» **Stated exercise 1**: Translate this sentence from the ROC curve recipe into Spanish: "This graph along with the AUC number gives a clear picture about how well a fingerprint method works to identify molecules that are in the same activity class."
» **Stated exercise 2**: Carry on the ROC curve recipe, picking up right after its last sentence.

» **Provided passage**:
Plotting ROC Curves of Fingerprint Similarity
Problem
You want to evaluate the performance of a molecule fingerprint method for discriminating between a set of molecules with the same activity class and a set of decoys. As the Drawing ROC Curve recipe shows that the performance of binary classification methods can be visualized (an evaluated) by depicting ROC curves and calculating AUC (area under the curve) number.
In order to perform cross validation for the fingerprint method, the generated plot (see Figure 1) depicts one ROC curve (thin green line) for each of the molecule from the activate set as well as the mean ROC curve (thick green line) and standard deviation (gray region). This graph along with the AUC number gives a clear picture about how well a fingerprint method works to identify molecules that are in the same activity class.
For more details about how to interpret a ROC curves and an AUC, see the Drawing ROC Curve recipe.
Ingredients
|
This recipe is based on the scikit-learn example: Receiver Operating Characteristic (ROC) with cross validation
Difficulty level
Download
Solution
The plot_ROC_curves function
calculates and depicts the ROC response for each molecule of the same activity class.
Prior to calling the plot_ROC_curves
function, two fingerprint databases are initialized with a specific fingerprint type
(Tree, Path, Circular).
The first, active_fpdb
, stores the fingerprints of molecules that belong to the
same activity class. While the other database, decoy_fpdb
, stores fingerprints
for decoy molecules i.e. molecules with different or unknown activity classes.

» **Given data**:

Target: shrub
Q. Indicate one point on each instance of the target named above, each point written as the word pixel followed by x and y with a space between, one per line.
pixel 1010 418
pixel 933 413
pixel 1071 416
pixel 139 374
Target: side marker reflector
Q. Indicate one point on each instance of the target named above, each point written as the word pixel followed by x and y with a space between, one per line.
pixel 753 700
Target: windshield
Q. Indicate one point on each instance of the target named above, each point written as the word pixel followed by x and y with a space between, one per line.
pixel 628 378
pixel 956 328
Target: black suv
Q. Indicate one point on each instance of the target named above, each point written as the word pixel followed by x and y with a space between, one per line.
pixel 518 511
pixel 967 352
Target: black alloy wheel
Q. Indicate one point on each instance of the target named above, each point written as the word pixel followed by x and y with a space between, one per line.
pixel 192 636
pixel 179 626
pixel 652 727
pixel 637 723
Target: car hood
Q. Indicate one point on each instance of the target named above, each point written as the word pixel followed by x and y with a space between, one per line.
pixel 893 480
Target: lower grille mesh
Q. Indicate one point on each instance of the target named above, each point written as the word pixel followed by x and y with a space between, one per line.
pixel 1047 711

» **Written response 1**: Este gráfico, junto con el valor de AUC, ofrece una idea clara de qué tan bien funciona un método de huellas moleculares para identificar moléculas que pertenecen a la misma clase de actividad.

» **Written response 2**:
The plot_ROC_curves function iterates over all the fingerprint in the active dataset and calculates all the similarity scores for both the actives and the decoys by calling the OEFastFPDatabase.GetScores method (lines 19-20). The option (OEFPDatabaseOptions) used for calculating similarity scores ensures that all similarity scores are returned (lines 12-13). The calculated similarity scores are then combined and the ROC curve and AUC number are calculated (and accumulated).
After calculating (and depicting) all the ROC curves to see the variance of the curve for each molecule of the active set (thin green lines), the mean ROC curve (thick green line) and standard deviation (gray region) are also depicted. Finally, the mean AUC (area under curve) and its standard deviation are calculated and plotted.
The generated graph reveals how well the fingerprint method performs for the given activity class and how the retrial rate can be effected when different molecules from the active set are used to the other actives.
1def plot_ROC_curves(plt, active_fpdb, decoy_fpdb):
2 """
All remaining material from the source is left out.